Requests
a: In the passage on mining costs, what amount did the world's top-40 mining companies invest in capital projects in 2011?
b: The passage on mining costs names several costs of mining in its second sentence. List every one of them.

Page text

--------------------------------------------------

Miners must juggle many moving parts while trying to deliver new supplies of metals to the marketplace at a profit. The costs of mining are many, including those for energy, labor demands, decreasing grades of ore, stricter environmental regulations, and transporting natural resources to foreign buyers. That, along with increasing royalties paid to governments has the power to squeeze miners’ profit margins. In Australia, there’s a new 30% tax on iron ore and coal mine profits. In Indonesia, the government is telling miners that they must cede 50% of their ownership to the government. Peru is placing a new windfall tax on the resource sector that could raise about 3-billion soles ($1.1-billion) a year.

Recently, BHP Billiton scrapped a $20-billion plan to expand its Olympic Dam copper mine in South Australia and a new harbor, which would’ve doubled its iron ore exports in Western Australia. BHP blamed soaring development costs, a high Australian dollar and weaker metal prices for pulling the plug on the projects.  Indeed, the selling prices of various commodities such as energy coal, iron ore, and copper, are not just set by the costs. Rather, they are set by the supply and demand of the marketplace, including the fickle nature of speculators, who buy and sell metals for quick profits, and can obscure the true level of industrial demand. Over-production causes prices to fall, sometimes below the cost of production. Heightened demand causes higher prices and eventual shortages.


Following the two-year recovery in base metal prices in 2009-10, the world’s top-40 mining companies invested $98-billion in capital projects in 2011. They drew-up plans for a further $140-billion for 2012 in an effort to increase supply. But the unexpected plunge in base metal prices in the summer of 2011 caused many miners to nix those spending plans, against a backdrop of shareholder demands for heightened capital discipline. CEO’s of mining companies became even more cautious on capital spending, as the market price of the iShares S&P/TSX Global Mining Index Fund (Toronto ticker: CMW) lost more than a third of its value from the peak level at the start of 2011, before finding support at CD$16 /share.

--------------------------------------------------

Stored dataset items

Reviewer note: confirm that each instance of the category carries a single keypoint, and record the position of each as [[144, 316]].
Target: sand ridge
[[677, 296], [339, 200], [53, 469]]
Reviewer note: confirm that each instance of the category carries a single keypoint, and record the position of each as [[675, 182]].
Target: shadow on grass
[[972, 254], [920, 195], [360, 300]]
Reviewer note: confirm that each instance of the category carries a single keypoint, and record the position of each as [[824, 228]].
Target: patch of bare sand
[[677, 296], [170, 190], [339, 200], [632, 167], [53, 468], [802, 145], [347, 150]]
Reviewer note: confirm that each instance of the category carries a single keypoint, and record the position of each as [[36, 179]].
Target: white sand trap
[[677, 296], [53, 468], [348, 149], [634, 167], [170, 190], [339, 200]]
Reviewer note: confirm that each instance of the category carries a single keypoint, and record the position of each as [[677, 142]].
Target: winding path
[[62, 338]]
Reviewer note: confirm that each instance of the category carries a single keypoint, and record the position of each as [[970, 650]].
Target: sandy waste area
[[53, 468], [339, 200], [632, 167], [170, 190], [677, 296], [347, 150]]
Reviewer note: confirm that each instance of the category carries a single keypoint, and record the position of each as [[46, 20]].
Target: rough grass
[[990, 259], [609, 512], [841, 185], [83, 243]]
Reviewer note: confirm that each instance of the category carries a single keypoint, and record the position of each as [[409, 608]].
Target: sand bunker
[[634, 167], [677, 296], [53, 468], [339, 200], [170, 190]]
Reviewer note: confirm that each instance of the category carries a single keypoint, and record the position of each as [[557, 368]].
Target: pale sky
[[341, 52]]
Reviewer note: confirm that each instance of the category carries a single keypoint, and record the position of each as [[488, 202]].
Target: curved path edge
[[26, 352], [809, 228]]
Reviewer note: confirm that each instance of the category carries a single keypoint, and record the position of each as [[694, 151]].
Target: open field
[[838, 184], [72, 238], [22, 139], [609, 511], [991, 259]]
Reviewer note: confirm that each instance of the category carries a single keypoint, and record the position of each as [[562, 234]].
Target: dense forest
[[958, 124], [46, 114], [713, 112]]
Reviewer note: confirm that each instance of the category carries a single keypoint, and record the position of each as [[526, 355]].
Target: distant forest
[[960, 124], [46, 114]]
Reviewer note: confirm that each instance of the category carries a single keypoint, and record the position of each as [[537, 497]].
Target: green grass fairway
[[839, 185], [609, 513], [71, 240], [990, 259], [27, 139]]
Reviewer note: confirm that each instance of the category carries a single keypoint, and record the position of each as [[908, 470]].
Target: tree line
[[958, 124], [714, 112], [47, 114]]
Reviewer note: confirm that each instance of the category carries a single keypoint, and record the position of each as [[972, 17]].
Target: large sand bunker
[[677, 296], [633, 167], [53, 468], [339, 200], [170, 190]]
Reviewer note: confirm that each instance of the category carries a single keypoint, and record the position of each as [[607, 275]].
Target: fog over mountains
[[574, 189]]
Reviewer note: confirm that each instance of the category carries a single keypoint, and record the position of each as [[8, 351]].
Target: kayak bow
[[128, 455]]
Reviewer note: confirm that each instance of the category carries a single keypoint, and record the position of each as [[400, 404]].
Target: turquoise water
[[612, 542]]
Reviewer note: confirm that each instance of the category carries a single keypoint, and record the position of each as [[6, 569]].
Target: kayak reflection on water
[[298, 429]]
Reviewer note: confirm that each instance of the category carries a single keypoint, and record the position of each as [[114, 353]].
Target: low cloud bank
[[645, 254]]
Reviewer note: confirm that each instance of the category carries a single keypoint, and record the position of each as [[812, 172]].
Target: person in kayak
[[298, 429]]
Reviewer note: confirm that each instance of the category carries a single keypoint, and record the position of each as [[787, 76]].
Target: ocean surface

--------------------------------------------------

Task results
a: $98-billion

b:
- Energy
- Labor demands
- Decreasing grades of ore
- Stricter environmental regulations
- Transporting natural resources to foreign buyers